# SUPPLIED DATA start

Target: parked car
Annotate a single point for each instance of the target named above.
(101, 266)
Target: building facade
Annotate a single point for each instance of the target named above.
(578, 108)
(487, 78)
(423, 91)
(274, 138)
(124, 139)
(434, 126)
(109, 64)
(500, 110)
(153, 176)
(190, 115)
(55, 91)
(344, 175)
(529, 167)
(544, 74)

# SUPPLIED DATA end

PROBLEM DESCRIPTION
Format every entry above as a two-column CSV headed instruction and coordinates, with one row per entry. Put the entry's text and its answer each in its own quoted field, replacing any line breaks with spaces.

RESPONSE TO THE EXERCISE
instruction,coordinates
"Target: parked car Annotate a single point for each instance of the target named above.","(101, 266)"
"Target: building facade Annotate a single point for each instance of the target named above.","(578, 108) (487, 78) (423, 91) (274, 138) (124, 139) (434, 126) (109, 64) (500, 110) (153, 176) (190, 115) (55, 91) (344, 175) (529, 167) (544, 74)"